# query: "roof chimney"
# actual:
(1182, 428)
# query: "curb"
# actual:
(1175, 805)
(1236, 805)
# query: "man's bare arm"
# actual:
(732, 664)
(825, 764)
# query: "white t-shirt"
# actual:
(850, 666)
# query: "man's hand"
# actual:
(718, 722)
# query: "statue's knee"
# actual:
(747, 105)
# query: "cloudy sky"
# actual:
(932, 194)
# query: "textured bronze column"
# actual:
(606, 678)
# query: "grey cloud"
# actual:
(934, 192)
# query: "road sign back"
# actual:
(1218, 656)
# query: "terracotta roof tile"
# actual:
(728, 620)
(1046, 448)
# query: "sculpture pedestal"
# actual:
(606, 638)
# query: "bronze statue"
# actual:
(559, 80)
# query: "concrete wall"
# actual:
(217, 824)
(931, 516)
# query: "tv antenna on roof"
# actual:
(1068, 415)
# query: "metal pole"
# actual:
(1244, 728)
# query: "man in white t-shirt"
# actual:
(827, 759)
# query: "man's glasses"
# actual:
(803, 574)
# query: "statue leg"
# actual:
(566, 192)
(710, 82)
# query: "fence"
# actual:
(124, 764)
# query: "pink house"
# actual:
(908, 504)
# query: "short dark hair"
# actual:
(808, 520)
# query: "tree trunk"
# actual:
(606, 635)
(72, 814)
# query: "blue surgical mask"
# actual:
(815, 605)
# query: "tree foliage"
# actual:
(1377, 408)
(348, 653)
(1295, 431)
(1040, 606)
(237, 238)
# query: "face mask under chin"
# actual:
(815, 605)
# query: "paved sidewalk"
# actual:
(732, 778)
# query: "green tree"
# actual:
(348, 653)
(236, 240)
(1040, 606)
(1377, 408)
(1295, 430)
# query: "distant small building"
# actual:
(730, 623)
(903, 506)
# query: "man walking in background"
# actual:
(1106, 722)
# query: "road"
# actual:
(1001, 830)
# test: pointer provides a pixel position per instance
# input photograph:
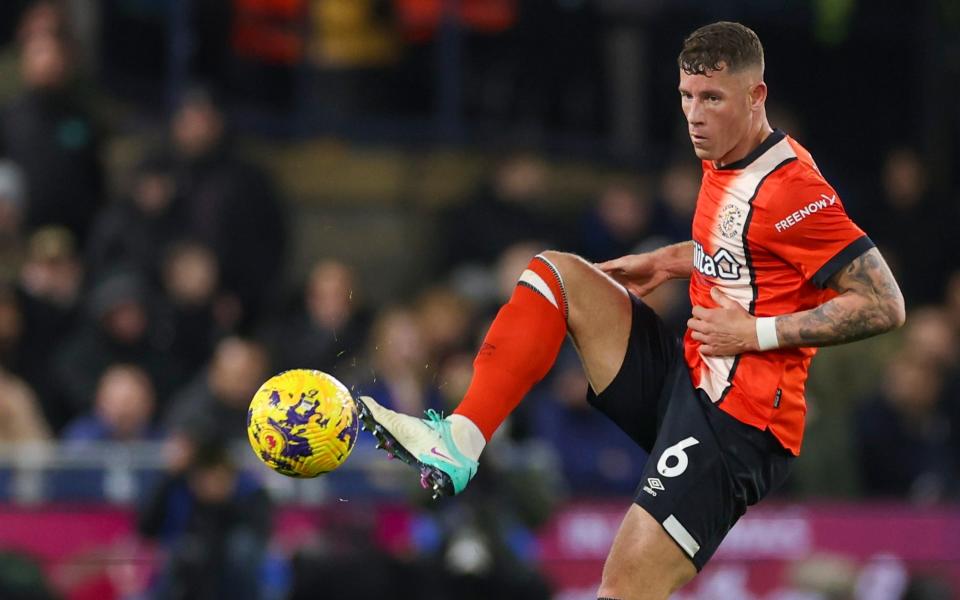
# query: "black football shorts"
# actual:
(705, 466)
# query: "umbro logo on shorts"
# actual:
(653, 483)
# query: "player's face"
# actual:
(720, 108)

■ **AIM OF THE TASK**:
Write out all the entries again, word for word, and print no images.

■ **COMPLETED EXERCISE**:
# query: "roof chimney"
# actual:
(1182, 428)
# query: "curb"
# actual:
(1175, 805)
(1236, 805)
# query: "man's bare arm"
# actual:
(732, 664)
(825, 764)
# query: "white t-shirt"
# actual:
(850, 666)
# query: "man's hand"
# actual:
(718, 722)
# query: "statue's knee"
# actual:
(747, 105)
# query: "cloudy sky"
# actual:
(932, 194)
# query: "textured bronze column"
# actual:
(606, 678)
# query: "grey cloud"
# actual:
(934, 192)
# query: "road sign back"
# actual:
(1218, 656)
# query: "terracotta roof tile"
# actual:
(728, 620)
(1046, 448)
# query: "sculpture pedestal"
# actual:
(606, 638)
# query: "bronze statue"
# actual:
(559, 80)
# query: "concrete wall"
# actual:
(217, 824)
(931, 516)
# query: "tv antenna on roof"
# actual:
(1068, 415)
# query: "metal pole"
# actual:
(1244, 728)
# query: "man in white t-shirt"
# actual:
(827, 759)
# query: "man's glasses"
# actual:
(803, 574)
# query: "statue leg"
# actual:
(566, 192)
(710, 82)
# query: "fence"
# actual:
(124, 764)
# query: "pink house"
# actual:
(908, 504)
# query: "short dark hair"
# actual:
(808, 520)
# query: "tree trunk"
# actual:
(606, 635)
(72, 814)
# query: "blue surgical mask"
# actual:
(815, 605)
# query: "tree foliage"
# actual:
(1377, 408)
(348, 653)
(1295, 431)
(1040, 606)
(237, 238)
# query: "face mask under chin"
# actual:
(815, 605)
# query: "paved sidewalk"
# actual:
(732, 778)
# query: "green tree"
# actual:
(348, 653)
(236, 240)
(1040, 606)
(1377, 408)
(1295, 430)
# query: "distant small building"
# actual:
(730, 623)
(903, 506)
# query: "man walking in background"
# actual:
(1106, 722)
# query: "road"
# actual:
(1001, 830)
# test: pointer provides a pixel position per instance
# input photograph:
# query: "black football shorts"
# actual:
(705, 466)
# query: "umbro logo on shorts"
# actual:
(653, 483)
# query: "player's face"
# actual:
(720, 108)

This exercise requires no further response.